Dataset entries
# # # #

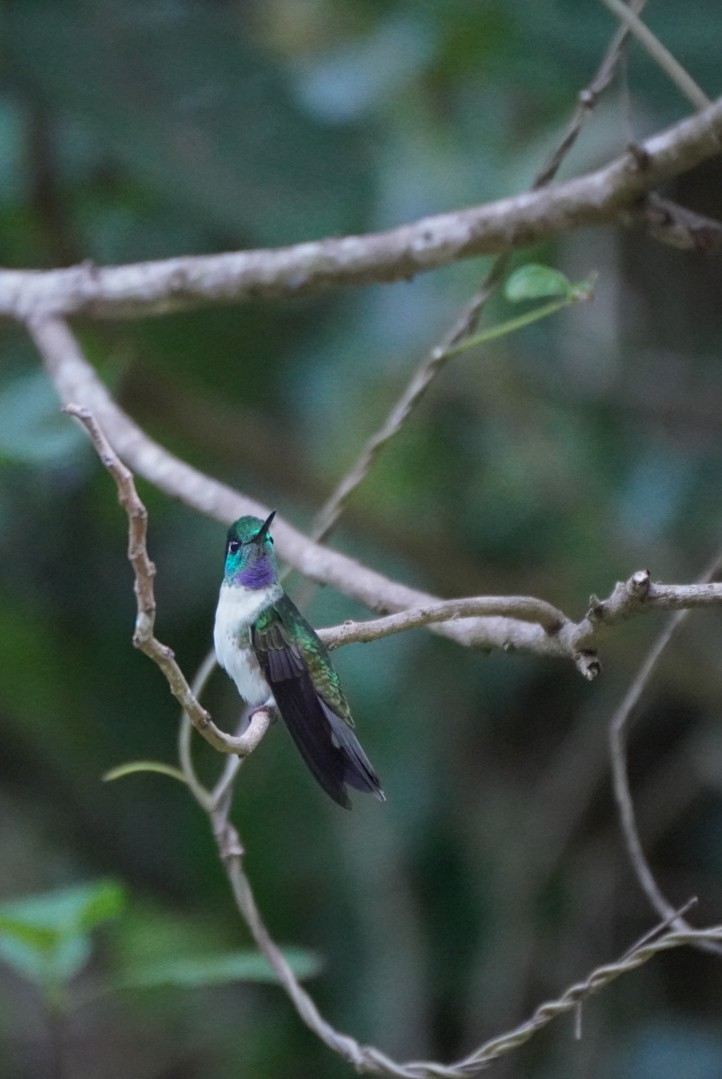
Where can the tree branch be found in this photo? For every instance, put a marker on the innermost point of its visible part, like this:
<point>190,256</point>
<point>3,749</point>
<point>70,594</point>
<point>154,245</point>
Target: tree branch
<point>699,595</point>
<point>155,288</point>
<point>145,572</point>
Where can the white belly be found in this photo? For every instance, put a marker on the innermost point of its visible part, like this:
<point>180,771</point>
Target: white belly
<point>237,608</point>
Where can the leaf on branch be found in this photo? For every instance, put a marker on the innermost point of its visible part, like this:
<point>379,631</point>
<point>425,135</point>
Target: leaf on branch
<point>535,282</point>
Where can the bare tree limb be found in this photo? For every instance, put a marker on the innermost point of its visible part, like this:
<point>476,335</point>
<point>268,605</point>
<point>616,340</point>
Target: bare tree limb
<point>699,595</point>
<point>155,288</point>
<point>145,571</point>
<point>520,624</point>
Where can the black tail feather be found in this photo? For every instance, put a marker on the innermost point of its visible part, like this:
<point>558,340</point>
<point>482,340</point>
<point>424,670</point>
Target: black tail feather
<point>328,746</point>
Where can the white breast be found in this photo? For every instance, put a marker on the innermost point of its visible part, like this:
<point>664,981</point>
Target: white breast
<point>237,608</point>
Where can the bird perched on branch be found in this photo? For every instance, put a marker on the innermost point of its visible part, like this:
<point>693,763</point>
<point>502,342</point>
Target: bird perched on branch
<point>275,657</point>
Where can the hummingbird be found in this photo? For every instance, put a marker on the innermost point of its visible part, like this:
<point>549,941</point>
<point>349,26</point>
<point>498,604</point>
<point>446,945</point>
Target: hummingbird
<point>276,658</point>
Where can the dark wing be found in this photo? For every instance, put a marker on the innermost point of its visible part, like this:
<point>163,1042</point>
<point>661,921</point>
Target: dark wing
<point>324,738</point>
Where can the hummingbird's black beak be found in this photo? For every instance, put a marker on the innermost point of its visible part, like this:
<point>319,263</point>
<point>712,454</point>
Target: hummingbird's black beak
<point>262,532</point>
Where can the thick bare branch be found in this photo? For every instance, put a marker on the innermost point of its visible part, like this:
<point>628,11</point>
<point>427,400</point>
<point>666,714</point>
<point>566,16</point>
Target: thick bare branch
<point>145,572</point>
<point>155,288</point>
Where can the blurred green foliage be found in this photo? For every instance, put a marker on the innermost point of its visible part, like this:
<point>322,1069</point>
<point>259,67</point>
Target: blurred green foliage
<point>552,462</point>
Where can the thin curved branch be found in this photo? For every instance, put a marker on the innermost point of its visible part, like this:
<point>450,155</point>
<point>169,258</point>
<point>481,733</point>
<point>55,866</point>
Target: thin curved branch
<point>180,284</point>
<point>145,572</point>
<point>371,1060</point>
<point>659,53</point>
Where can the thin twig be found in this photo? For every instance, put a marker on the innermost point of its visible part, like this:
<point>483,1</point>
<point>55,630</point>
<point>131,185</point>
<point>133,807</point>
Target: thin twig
<point>659,54</point>
<point>618,732</point>
<point>370,1060</point>
<point>587,100</point>
<point>464,324</point>
<point>145,572</point>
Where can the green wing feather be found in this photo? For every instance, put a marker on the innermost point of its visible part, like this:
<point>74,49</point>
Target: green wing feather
<point>308,693</point>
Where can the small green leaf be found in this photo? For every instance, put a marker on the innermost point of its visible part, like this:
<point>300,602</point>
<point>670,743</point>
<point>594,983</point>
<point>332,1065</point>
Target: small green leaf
<point>199,971</point>
<point>46,938</point>
<point>134,766</point>
<point>535,282</point>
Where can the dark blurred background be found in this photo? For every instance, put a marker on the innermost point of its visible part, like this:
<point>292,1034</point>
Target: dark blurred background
<point>552,463</point>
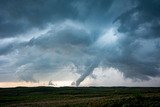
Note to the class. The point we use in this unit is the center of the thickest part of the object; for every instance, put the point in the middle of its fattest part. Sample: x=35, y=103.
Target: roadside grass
x=80, y=97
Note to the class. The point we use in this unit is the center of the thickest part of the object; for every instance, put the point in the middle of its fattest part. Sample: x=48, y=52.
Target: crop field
x=79, y=97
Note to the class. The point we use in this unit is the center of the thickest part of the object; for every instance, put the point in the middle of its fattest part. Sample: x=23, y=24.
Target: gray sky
x=39, y=38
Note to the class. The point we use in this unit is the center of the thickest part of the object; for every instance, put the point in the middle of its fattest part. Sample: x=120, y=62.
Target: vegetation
x=80, y=97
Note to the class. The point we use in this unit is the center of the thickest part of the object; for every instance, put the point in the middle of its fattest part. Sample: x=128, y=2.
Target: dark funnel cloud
x=40, y=37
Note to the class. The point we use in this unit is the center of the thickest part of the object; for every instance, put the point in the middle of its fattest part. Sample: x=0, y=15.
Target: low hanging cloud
x=81, y=36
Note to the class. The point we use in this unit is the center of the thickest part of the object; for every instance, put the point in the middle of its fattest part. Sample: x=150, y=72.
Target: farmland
x=80, y=97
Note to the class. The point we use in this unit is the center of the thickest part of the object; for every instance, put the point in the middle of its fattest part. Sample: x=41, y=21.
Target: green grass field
x=79, y=97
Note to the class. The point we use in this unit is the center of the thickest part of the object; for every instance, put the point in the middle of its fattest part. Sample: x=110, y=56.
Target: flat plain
x=80, y=97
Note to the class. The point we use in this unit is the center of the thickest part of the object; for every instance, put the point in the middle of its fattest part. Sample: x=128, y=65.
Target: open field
x=79, y=96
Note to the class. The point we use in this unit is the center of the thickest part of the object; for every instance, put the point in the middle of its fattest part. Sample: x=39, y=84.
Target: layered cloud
x=79, y=36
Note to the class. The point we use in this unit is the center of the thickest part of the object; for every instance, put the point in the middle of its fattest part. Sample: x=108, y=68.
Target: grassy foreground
x=79, y=97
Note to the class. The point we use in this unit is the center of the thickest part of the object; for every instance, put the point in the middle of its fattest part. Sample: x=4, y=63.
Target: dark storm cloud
x=140, y=53
x=82, y=35
x=19, y=16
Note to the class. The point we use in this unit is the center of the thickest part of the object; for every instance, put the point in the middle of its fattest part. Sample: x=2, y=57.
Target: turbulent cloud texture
x=40, y=37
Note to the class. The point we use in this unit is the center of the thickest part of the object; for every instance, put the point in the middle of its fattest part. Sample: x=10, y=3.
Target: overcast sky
x=96, y=42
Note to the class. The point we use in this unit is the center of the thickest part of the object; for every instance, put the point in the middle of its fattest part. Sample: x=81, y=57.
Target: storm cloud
x=40, y=37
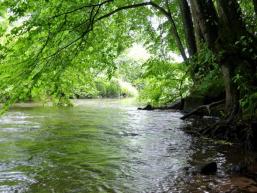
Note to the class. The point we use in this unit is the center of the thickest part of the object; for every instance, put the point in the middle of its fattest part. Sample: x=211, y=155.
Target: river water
x=106, y=146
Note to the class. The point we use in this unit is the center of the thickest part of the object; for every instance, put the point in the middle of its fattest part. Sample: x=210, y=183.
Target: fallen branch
x=207, y=107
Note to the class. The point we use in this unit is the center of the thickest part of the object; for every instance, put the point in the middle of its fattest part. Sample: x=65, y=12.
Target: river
x=106, y=146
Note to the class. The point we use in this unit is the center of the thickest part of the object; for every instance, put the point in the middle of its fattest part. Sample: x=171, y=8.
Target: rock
x=148, y=108
x=208, y=169
x=192, y=102
x=177, y=105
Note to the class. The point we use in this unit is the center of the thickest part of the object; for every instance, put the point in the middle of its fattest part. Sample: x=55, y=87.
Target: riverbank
x=110, y=146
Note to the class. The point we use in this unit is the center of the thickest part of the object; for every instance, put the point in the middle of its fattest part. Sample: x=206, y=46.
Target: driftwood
x=207, y=107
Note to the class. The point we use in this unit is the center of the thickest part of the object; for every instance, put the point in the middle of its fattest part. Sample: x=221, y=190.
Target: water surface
x=104, y=146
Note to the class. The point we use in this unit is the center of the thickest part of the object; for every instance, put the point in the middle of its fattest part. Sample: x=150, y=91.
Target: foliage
x=206, y=73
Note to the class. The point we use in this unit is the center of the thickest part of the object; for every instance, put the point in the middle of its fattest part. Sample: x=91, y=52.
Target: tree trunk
x=198, y=34
x=255, y=7
x=177, y=38
x=188, y=27
x=206, y=17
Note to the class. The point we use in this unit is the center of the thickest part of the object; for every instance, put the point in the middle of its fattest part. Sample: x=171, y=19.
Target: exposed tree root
x=203, y=107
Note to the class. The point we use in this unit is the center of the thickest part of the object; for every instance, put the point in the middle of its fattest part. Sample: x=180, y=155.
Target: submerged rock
x=147, y=107
x=208, y=169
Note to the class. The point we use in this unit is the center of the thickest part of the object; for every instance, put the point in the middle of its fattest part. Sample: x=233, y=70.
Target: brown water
x=108, y=146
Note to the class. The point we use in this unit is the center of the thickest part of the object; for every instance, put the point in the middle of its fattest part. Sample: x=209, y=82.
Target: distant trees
x=56, y=35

# # # #

Exercise description
Rewrite the records from their start through the line that contains "<point>328,746</point>", both ends included, keeping the requests as well. In the answers, shift every coordinate up by 85, but leave the requests and their sample points unchanged, and omit the pictures.

Solution below
Where can the tree branch be found in this photo? For every instance, put a marker on the innermost point of its visible part, like this:
<point>190,256</point>
<point>3,749</point>
<point>70,594</point>
<point>154,245</point>
Target: tree branch
<point>784,680</point>
<point>240,373</point>
<point>230,657</point>
Where can the white belly be found in this photo? For every instance, put a marker on the innermost point of its visible part, like this:
<point>180,771</point>
Target: white belly
<point>322,693</point>
Where can the leaf on branch be found in this photo? For every instance, put a marker on the innermost point of its visible part, like this:
<point>379,631</point>
<point>425,135</point>
Target: leaf on branch
<point>620,367</point>
Where can the bare tree limb be found in this photo? For every instance, put a marker on the innermost point of its visible part, like this:
<point>476,335</point>
<point>268,605</point>
<point>616,340</point>
Target: bare tree limb
<point>784,680</point>
<point>240,373</point>
<point>230,656</point>
<point>605,709</point>
Where can the black tail feather be found in this photo? For every instance, put a marker on the innermost point of its visible part, like this:
<point>558,340</point>
<point>482,340</point>
<point>424,670</point>
Target: black tail feather
<point>413,831</point>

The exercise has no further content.